--- WHAT IS ASKED ---
#1 Retype everything in the Mary Eastey passage from "By the way—that" down to "a striking novelty!" without changing a word.
#2 Write a continuation of the text about Lovecraft's Boston correspondent, beginning right after its last sentence.

By the way—that tale has just earned me a highly interesting letter from a curious old lady in Boston, a direct lineal descendant of the Salem witch Mary Easty, who was hanged on Gallows Hill Aug. 19, 1692. She hints at strange gifts & traditions handed down in her family, & asks me if I have access to any ancient secret witch-lore of New England. Also, she wants to know if Dunwich & Arkham are real places! I shall answer the letter, & see if I can get the good old soul to relate some of the whispered witch-traditions! A story of Salem horror based on actual “inside dope” from a witch-blooded crone would surely be a striking novelty!
—H. P. Lovecraft to Clark Ashton Smith, 22 Mar 1929, Dawnward Spire, Lonely Hill 171

Mary Towne Eastey (or Este, Easty, & other variations) was 58 when she was hanged for witchcraft. Her case is less famous than some of the other victims; Arthur Miller barely names her in The Crucible (1952). Two of her sisters were accused as well, with Rebecca Nurse hanged a few months earlier, but Sarah Cloyce was released the following year. Among the victims of the Salem Witch Trials, Mary Eastey was remembered as one of the most pious and eloquent, and in the end begged the court not for her own life, but for the lives of her fellow accused.

Before she died, Mary Eastey had eleven children, and many grandchildren—and in the 237 years between her death and the letter that H. P. Lovecraft received from “a curious old lady in Boston,” there is room for hundreds of potential descendants. Lovecraft never identifies his correspondent by name, nor does he appear to have kept any of her letters, so this particular correspondent has never been identified, and may never be, so brief was their relationship—so as with many of his lesser-known correspondents, we have to piece together what we can not from the letters themselves, but from Lovecraft’s references in his letters to others.

By the way—the publication of “The Dunwich Horror” has just earned me a curious & interesting letter from an old lady in Boston, a direct lineal descendant of the Salem witch Mary Easty, who was hanged on Gallows Hill Aug. 19, 1692. She claims to have heard some strange traditions handed down in the family, & to possess certain powers of peering into the future which she cannot explain. A quaint old soul, apparently—I shall write & see if any of her “inside” witch traditions have fictional value. She wants to know whether Dunwich & Arkham are real places, since they don’t appear on ordinary maps of Massachusetts!
—H. P. Lovecraft to August Derleth, c. 22 Mar 1929, Essential Solitude 1.189

It is likely that like many fans she wrote at first by way of Weird Tales, and that the editor Farnsworth Wright had forwarded the letter to Lovecraft, much as he would do with Robert E. Howard’s letter to Lovecraft the next year. Weird Tales had never shied away from tales of the Salem Witch Trials; Seabury Quinn had covered the trials in his series of nonfiction articles titled Servants of Satan, beginning with “The Salem Horror” (WT Mar 1925). Quinn, like Lovecraft in “The Dunwich Horror,” mentions tourists—Salem in the 1920s was beginning to appreciate its reputation as “witch country,” though not quite to the extant that it one day would.

--- EXCERPTED DATA ---
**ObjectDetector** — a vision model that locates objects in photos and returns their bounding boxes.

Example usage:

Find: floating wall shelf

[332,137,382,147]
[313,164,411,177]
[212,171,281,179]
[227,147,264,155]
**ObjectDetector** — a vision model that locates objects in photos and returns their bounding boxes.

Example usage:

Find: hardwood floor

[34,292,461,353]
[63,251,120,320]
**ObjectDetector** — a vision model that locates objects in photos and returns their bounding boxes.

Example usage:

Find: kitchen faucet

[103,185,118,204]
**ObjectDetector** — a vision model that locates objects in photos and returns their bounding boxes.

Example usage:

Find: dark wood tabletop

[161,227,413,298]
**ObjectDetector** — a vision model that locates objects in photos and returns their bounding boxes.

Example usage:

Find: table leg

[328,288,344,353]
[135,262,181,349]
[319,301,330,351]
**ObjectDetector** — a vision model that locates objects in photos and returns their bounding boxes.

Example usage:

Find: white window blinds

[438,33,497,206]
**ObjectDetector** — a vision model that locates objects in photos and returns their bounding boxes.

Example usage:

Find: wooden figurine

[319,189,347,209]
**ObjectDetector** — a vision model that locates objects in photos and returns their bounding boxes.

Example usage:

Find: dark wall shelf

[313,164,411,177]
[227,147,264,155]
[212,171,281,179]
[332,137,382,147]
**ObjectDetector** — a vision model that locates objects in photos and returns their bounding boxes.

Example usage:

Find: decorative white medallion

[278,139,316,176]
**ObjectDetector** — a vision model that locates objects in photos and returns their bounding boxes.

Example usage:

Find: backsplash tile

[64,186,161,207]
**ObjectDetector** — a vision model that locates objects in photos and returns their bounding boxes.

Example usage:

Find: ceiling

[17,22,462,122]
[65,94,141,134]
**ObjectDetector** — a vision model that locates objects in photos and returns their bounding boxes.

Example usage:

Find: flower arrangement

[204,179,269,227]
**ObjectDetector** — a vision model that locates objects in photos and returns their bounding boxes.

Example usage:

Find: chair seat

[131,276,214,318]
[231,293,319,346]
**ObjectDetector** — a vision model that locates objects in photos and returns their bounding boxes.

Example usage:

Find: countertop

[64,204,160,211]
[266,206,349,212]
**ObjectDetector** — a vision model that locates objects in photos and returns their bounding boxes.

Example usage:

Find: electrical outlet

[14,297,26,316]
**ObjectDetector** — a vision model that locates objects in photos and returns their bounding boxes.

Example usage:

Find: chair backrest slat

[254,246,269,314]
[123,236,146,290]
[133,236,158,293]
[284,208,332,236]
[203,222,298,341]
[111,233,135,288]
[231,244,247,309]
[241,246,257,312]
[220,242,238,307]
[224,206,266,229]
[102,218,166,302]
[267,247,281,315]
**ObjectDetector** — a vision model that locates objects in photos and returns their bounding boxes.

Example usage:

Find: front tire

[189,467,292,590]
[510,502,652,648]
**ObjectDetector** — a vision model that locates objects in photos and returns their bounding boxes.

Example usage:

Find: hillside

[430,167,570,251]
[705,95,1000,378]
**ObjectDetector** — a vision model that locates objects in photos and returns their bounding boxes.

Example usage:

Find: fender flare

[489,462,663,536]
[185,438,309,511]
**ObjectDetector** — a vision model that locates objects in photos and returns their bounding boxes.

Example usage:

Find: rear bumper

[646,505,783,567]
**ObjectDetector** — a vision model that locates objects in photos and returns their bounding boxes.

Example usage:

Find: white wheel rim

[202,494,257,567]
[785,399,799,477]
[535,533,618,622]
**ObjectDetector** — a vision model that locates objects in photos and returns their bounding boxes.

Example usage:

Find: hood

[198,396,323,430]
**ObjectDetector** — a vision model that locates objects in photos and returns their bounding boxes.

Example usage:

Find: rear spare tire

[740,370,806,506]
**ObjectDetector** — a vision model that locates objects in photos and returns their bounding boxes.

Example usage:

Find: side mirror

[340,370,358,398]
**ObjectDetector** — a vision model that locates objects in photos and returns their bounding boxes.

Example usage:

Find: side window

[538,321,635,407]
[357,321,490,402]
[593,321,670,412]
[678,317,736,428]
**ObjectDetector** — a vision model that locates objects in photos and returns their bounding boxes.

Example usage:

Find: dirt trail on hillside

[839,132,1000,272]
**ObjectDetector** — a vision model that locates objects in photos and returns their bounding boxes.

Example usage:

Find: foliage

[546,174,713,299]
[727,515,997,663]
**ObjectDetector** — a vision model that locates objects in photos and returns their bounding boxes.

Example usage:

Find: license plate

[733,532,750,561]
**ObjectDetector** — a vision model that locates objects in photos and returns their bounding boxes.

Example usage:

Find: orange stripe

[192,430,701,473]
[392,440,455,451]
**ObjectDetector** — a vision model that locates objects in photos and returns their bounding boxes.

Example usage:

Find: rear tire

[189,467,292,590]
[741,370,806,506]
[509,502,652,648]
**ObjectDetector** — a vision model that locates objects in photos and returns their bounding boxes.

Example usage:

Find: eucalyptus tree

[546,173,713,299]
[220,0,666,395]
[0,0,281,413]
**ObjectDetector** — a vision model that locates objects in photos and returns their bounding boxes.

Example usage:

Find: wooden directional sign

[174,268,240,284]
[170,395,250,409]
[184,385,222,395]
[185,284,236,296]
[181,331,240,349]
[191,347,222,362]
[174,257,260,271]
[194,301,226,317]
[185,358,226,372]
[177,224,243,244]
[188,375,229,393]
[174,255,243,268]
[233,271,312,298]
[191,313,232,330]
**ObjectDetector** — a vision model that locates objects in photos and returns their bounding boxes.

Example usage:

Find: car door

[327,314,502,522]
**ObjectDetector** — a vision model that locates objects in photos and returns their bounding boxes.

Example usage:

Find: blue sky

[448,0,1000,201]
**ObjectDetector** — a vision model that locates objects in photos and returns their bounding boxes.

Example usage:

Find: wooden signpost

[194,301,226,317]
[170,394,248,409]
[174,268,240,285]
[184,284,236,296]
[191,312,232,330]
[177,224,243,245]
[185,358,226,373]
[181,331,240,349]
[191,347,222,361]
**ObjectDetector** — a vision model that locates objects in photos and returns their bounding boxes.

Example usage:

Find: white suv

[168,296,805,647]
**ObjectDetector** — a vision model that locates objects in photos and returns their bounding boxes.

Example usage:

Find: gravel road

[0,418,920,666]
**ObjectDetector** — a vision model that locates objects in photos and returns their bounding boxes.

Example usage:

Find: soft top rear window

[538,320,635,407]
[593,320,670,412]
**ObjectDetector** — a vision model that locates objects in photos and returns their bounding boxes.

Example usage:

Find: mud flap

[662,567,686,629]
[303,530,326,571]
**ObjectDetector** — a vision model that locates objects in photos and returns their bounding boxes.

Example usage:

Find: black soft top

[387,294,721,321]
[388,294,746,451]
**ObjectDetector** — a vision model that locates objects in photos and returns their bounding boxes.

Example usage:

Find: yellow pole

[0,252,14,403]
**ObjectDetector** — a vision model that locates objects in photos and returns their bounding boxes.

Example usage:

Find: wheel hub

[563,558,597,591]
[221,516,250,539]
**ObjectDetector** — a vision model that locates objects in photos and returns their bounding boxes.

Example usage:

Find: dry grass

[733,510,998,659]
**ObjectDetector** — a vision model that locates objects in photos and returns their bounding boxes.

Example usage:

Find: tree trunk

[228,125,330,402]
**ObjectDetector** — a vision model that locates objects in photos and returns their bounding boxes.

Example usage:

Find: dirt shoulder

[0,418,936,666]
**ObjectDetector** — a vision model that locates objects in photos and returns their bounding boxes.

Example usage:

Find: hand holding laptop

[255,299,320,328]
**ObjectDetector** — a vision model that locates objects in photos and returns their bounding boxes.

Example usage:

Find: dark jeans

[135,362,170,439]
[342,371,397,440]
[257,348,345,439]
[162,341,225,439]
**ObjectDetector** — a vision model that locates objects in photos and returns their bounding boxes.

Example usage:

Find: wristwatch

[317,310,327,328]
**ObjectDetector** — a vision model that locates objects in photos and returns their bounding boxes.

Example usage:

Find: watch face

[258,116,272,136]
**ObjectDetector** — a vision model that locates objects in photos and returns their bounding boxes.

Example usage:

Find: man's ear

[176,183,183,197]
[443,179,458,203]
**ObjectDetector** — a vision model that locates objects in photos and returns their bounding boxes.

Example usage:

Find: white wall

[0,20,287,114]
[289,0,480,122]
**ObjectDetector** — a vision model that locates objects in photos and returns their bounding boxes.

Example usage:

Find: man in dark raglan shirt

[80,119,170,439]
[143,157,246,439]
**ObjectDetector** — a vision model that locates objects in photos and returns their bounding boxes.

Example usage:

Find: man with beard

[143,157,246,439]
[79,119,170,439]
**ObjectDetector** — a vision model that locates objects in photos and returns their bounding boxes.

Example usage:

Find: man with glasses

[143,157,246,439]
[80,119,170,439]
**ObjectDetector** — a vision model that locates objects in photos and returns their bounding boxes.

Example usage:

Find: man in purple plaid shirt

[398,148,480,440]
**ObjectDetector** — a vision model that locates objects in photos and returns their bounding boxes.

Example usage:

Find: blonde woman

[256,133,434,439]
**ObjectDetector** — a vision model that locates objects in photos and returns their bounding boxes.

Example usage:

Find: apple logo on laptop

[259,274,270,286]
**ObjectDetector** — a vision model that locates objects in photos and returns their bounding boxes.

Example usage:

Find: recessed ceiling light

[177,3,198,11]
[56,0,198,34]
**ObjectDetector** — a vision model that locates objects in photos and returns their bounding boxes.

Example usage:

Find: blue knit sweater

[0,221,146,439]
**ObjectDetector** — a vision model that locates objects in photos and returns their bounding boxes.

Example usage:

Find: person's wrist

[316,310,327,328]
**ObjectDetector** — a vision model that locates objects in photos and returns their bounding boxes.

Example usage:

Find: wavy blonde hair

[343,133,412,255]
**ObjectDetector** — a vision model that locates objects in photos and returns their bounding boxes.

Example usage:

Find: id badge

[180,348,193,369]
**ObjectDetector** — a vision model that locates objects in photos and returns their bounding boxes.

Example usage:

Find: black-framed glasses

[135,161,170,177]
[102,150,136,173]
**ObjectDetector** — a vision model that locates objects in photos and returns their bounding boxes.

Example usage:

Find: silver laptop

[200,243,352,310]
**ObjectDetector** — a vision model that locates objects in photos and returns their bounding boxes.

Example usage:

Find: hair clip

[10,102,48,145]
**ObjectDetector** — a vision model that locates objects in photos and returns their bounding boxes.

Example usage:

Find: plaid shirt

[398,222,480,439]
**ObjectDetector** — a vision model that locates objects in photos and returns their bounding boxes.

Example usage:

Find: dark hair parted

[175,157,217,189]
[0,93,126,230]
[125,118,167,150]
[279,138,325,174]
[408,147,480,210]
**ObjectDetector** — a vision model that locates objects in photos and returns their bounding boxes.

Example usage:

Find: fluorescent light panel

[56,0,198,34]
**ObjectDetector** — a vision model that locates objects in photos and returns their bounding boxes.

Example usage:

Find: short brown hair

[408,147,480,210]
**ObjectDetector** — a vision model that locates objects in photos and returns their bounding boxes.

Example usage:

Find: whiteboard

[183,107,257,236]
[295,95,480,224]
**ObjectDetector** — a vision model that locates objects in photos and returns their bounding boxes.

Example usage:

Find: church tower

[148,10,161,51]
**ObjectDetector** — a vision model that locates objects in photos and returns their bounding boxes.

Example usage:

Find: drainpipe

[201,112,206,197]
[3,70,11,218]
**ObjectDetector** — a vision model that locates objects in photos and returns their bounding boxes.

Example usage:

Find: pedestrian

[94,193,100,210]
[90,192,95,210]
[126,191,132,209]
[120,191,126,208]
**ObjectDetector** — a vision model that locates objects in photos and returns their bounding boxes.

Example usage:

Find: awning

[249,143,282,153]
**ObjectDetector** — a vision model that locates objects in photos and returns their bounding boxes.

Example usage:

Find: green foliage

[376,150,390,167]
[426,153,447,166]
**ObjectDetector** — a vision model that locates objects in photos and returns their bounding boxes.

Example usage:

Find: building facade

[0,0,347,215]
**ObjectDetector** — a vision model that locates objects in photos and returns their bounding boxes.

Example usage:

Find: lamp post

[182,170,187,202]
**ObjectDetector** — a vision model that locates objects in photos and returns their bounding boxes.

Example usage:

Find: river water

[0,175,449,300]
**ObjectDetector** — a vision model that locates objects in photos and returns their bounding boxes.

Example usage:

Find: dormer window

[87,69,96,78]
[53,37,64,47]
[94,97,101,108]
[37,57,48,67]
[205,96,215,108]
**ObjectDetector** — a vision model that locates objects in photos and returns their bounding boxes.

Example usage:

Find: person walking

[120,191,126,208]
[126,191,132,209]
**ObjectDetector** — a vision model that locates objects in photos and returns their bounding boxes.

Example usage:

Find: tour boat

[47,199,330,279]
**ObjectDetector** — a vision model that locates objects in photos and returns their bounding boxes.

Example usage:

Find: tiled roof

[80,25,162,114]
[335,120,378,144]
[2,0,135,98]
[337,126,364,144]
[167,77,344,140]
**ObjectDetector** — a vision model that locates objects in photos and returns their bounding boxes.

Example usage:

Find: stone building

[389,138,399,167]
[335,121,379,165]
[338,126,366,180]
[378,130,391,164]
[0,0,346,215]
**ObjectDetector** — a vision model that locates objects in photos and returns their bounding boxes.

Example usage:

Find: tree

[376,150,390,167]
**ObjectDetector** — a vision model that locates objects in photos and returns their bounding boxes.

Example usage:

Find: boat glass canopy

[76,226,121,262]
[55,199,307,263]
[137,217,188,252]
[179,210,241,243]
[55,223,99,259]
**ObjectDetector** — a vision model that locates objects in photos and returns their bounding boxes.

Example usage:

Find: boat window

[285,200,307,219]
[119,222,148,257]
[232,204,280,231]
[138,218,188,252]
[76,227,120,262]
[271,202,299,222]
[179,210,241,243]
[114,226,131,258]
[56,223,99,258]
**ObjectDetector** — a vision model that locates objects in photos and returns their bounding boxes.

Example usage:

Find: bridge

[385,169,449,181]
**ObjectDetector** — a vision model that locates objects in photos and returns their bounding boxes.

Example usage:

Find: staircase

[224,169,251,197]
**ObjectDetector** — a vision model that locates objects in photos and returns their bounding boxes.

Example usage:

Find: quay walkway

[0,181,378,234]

--- ANSWERS FOR THE EXERCISE ---
#1
By the way—that tale has just earned me a highly interesting letter from a curious old lady in Boston, a direct lineal descendant of the Salem witch Mary Easty, who was hanged on Gallows Hill Aug. 19, 1692. She hints at strange gifts & traditions handed down in her family, & asks me if I have access to any ancient secret witch-lore of New England. Also, she wants to know if Dunwich & Arkham are real places! I shall answer the letter, & see if I can get the good old soul to relate some of the whispered witch-traditions! A story of Salem horror based on actual “inside dope” from a witch-blooded crone would surely be a striking novelty!

#2
While Quinn paints the victims of the Salem witch hysteria as innocent here, in his fiction he was more than happy to hint at real witches caught and burned by the trials. Lovecraft was far from alone in imagining a Salem witch diaspora, which caught on in the public imagination with films like I Married A Witch (1942) and eventually the television show Bewitched (1964-1972) and characters like Sabrina Spellman (Archie’s Mad House #22, Oct 1962). But at the time, these “real” witches of Salem were often depicted less positively, such as in Robert Bloch’s short story “Satan’s Servants” (written c. 1935) which Lovecraft had a slight hand in.

Yes—I may call on that venerable & genial witch-descendant before long. She is certainly the epitome of thoughtfulness & generosity—no sooner had I chanced to mention casually my long desire to read “The Wind in the Rosebush”, than the good soul sent it along as an unsolicited loan—she having owned it these 25 years, ever since it was published!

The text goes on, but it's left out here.